### [Set exercise]
Beginning at the line that contains "Mark one point on every instance of the auburn" and stopping at the end of the lines below, rewrite those lines in full, requests included. Rescale every pixel coordinate in the answers by multiplying it by 1.9 and rounding to the nearest whole number, with halves rounded up; omit the pictures.

### [Records to use]
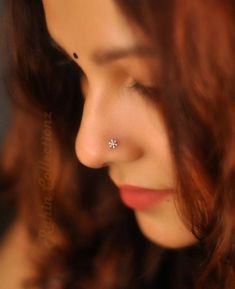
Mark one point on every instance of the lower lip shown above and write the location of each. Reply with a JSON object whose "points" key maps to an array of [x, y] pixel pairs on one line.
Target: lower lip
{"points": [[139, 198]]}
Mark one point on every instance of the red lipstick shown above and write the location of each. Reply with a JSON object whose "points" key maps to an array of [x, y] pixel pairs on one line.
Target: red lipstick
{"points": [[142, 198]]}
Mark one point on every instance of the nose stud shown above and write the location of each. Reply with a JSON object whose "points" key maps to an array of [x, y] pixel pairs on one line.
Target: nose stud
{"points": [[113, 143]]}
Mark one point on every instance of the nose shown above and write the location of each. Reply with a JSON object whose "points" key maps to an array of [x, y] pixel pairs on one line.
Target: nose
{"points": [[102, 139]]}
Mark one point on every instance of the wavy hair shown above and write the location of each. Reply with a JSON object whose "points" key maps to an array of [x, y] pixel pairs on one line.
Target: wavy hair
{"points": [[196, 43]]}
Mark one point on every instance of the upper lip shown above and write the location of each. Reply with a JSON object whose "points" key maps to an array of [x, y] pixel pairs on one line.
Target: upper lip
{"points": [[126, 186]]}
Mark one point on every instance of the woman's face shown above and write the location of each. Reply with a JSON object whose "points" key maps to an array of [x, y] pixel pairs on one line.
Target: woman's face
{"points": [[113, 59]]}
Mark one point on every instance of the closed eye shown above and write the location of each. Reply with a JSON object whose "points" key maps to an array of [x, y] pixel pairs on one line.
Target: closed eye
{"points": [[144, 89]]}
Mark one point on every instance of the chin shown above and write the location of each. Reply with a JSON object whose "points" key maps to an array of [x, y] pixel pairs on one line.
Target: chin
{"points": [[171, 236]]}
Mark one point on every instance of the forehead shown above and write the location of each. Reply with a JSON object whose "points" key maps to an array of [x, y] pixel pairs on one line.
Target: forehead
{"points": [[80, 25]]}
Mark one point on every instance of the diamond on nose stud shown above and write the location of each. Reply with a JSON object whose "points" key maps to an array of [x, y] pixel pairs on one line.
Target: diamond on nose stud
{"points": [[113, 143]]}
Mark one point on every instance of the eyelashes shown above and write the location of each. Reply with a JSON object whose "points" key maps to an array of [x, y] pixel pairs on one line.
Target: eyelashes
{"points": [[144, 90]]}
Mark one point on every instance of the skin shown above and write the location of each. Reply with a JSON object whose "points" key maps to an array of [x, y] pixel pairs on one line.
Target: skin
{"points": [[112, 109]]}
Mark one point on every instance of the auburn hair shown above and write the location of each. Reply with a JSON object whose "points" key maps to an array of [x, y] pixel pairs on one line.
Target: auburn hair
{"points": [[77, 236]]}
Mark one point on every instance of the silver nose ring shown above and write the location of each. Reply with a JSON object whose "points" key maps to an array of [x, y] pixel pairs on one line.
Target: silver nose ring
{"points": [[113, 143]]}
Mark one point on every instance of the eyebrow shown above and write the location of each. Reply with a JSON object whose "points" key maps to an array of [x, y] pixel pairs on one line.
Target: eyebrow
{"points": [[106, 56]]}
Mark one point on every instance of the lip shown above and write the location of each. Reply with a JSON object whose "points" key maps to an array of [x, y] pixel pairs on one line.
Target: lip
{"points": [[142, 198]]}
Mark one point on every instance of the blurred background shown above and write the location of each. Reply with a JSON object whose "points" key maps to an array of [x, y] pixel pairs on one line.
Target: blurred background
{"points": [[4, 107], [6, 211]]}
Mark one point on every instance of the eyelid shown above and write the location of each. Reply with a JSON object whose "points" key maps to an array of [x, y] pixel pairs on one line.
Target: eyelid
{"points": [[144, 89]]}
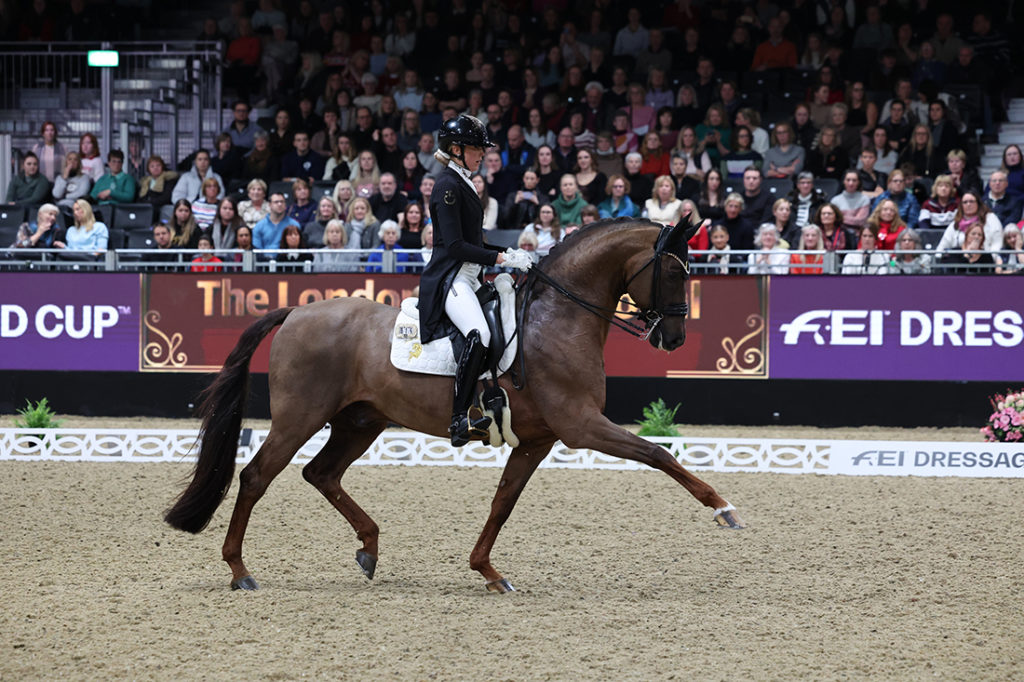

### [Exercise response]
Mark one point on every instance of the auburn hair shown above and write the location of each. Reply with a JSON object whose "points" key maps to an array of [x, y] pixel pairs on one line.
Target: auburn hair
{"points": [[146, 448]]}
Mark one point on every instance of the silver nose ring shown above and write the location of each. Reply with a JSON object whose "points" key maps to an array of [x, y] pixel pairs on one line.
Target: silver nose ring
{"points": [[215, 272]]}
Mark one point on every instance of the eyebrow shown above and write the location of each. Reply with a JSON object whose "points" key maps to an array of [x, y] pixel pairs on one line.
Target: eyebrow
{"points": [[201, 106]]}
Mark one point on every instance of the lip shown above and write the location of each. Reply with a JSON object whose "points" key maps to an array of [x, y] pixel pairs on one line.
Target: lip
{"points": [[270, 376]]}
Mark one point on every instance of the blurred background shown above and write the location of each. Reply with a JSON object whose "points" key maps to an array of [x, y] pixel pairs on one line.
Target: blurred background
{"points": [[8, 203], [11, 401]]}
Mark one point on every instance of the eyelid shown above and write the location of each. Reply with a JSON object whose "points" key maps to an array of [x, y] pixel pairs on one line.
Target: eyelid
{"points": [[274, 169]]}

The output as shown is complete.